▸ Text provided
□ □ □ □
Five Manhattan West is a 16-story building at 450 West 33rd Street in Hudson Yards, Manhattan, New York City. Previously known as Westyard Distribution Center, it was designed by Davis Brody Bond and opened in 1969.

The building sits above rail tracks running west from Penn Station. The portals of the North River Tunnels and Empire Connection are beneath the building.

==History==
The building opened in 1969. It is 16 stories tall and covers about 1.8 e6ft2. In the 1980s, the external structure was painted beige and brown metal siding was added. In 2003, cosmetic work was done to the precast concrete facade.

Brookfield Properties acquired the property in 2011. In 2014, Brookfield began a $300 million project to replace the brutalist architecture concrete exterior with a glass facade and replace the interior and mechanical systems. The design work was done by REX, with AAI Architects, P.C. as architect of record. When renovation of the building was completed in 2017, it was renamed 5 Manhattan West. In April 2018, Brookfield obtained a $1.15 billion mortgage loan secured by the building. In September 2025, Brookfield announced plans to refinance the building for $1.25 billion, at which point it was fully occupied.

== Tenants ==

- The New York Daily News moved to the building in 1995 from its former headquarters at the Daily News Building. It moved out in 2011 and has since relocated to other sites.
□ □ □ □
▸ Listed entries

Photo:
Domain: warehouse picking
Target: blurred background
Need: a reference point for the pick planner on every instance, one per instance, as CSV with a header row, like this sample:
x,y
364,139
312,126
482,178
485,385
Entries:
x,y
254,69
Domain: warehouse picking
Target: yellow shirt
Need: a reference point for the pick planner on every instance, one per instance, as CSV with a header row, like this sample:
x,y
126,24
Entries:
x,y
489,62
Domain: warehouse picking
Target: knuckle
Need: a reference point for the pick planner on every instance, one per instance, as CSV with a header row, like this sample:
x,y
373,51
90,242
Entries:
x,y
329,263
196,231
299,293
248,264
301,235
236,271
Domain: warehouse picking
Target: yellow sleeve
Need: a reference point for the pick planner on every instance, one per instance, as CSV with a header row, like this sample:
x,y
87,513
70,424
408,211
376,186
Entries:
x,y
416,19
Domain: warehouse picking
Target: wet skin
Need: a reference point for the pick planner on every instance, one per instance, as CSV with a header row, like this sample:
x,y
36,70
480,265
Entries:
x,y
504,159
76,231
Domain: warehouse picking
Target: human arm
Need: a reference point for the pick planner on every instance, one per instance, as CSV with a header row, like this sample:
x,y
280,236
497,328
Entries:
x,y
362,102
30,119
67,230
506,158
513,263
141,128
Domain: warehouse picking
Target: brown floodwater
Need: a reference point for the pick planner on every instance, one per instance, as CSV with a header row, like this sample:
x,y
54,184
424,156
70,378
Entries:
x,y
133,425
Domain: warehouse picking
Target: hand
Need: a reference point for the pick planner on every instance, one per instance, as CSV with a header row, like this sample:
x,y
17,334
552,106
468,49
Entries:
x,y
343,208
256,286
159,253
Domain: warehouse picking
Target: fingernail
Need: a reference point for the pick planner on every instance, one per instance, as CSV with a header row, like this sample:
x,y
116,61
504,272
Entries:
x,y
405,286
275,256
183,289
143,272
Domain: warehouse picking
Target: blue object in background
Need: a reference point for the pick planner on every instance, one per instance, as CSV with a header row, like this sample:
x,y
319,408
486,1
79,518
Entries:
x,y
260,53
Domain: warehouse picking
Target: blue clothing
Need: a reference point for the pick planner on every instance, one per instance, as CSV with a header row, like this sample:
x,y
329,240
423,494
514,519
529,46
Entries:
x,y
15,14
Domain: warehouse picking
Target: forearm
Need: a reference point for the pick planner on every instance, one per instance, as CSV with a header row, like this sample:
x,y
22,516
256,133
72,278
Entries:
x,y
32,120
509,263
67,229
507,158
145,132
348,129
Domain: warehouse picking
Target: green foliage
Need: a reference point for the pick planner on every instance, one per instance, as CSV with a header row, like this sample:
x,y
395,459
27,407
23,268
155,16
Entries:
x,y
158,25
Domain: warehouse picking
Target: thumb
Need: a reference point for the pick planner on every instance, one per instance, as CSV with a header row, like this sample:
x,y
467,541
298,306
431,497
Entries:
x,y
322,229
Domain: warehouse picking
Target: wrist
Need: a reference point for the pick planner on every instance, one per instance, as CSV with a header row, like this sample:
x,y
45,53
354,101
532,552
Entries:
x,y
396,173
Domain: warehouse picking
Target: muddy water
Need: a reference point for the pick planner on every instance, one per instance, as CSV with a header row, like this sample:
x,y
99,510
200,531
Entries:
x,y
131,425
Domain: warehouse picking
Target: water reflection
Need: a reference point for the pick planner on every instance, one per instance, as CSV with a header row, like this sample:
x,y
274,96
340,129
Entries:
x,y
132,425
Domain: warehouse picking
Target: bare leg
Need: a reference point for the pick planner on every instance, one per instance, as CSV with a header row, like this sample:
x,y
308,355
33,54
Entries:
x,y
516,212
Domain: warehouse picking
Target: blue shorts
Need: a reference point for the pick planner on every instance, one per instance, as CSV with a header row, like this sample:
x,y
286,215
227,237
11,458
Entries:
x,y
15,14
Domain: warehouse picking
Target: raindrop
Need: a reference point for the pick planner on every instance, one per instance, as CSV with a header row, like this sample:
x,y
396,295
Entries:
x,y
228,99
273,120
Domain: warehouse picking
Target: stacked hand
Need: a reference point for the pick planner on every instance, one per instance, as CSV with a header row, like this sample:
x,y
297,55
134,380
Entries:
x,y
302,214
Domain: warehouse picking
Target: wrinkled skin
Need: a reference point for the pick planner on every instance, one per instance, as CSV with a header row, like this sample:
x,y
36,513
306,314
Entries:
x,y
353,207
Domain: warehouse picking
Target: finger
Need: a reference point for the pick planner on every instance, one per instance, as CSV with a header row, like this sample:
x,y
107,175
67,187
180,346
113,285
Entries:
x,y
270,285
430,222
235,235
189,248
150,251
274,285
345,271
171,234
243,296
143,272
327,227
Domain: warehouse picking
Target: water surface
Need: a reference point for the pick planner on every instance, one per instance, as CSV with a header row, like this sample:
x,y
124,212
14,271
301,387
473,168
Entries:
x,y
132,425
□ □ □ □
▸ Task 1
In the Five Manhattan West article, starting at "- The New York" and ending at "to other sites.", substitute "offices" for "headquarters" and write out that part again.
▸ Task 2
Extend the Five Manhattan West article past its final sentence.
These lines have no connection to the Five Manhattan West article.

▸ Task output 1
- The New York Daily News moved to the building in 1995 from its former offices at the Daily News Building. It moved out in 2011 and has since relocated to other sites.

▸ Task output 2
- DoubleClick was a tenant from 1999 to 2003.
- The Associated Press was a tenant from 2004 to 2017, after moving from its former headquarters at Rockefeller Center.
- R/GA signed a lease to occupy 173,000 square feet in August 2014.
- Markit signed a lease to occupy 140,000 square feet in March 2015.
- JPMorgan Chase expanded its space at the building by 305,000 square feet in June 2017.
- Amazon signed a lease to occupy 359,000 square feet in September 2017 for the primary New York City office of Amazon Advertising.
- Peloton Interactive signed leases for 32,000 square feet in April 2018.
- Whole Foods opened a 60,000 square foot store in the building in July 2020.
- Noom signed a sublease to occupy 113,000 square feet at the building in November 2020, taking space from R/GA.
Additionally, Citizens Food Hall opened within Five Manhattan West in 2021; the food hall's operators announced in January 2025 that it would close that April.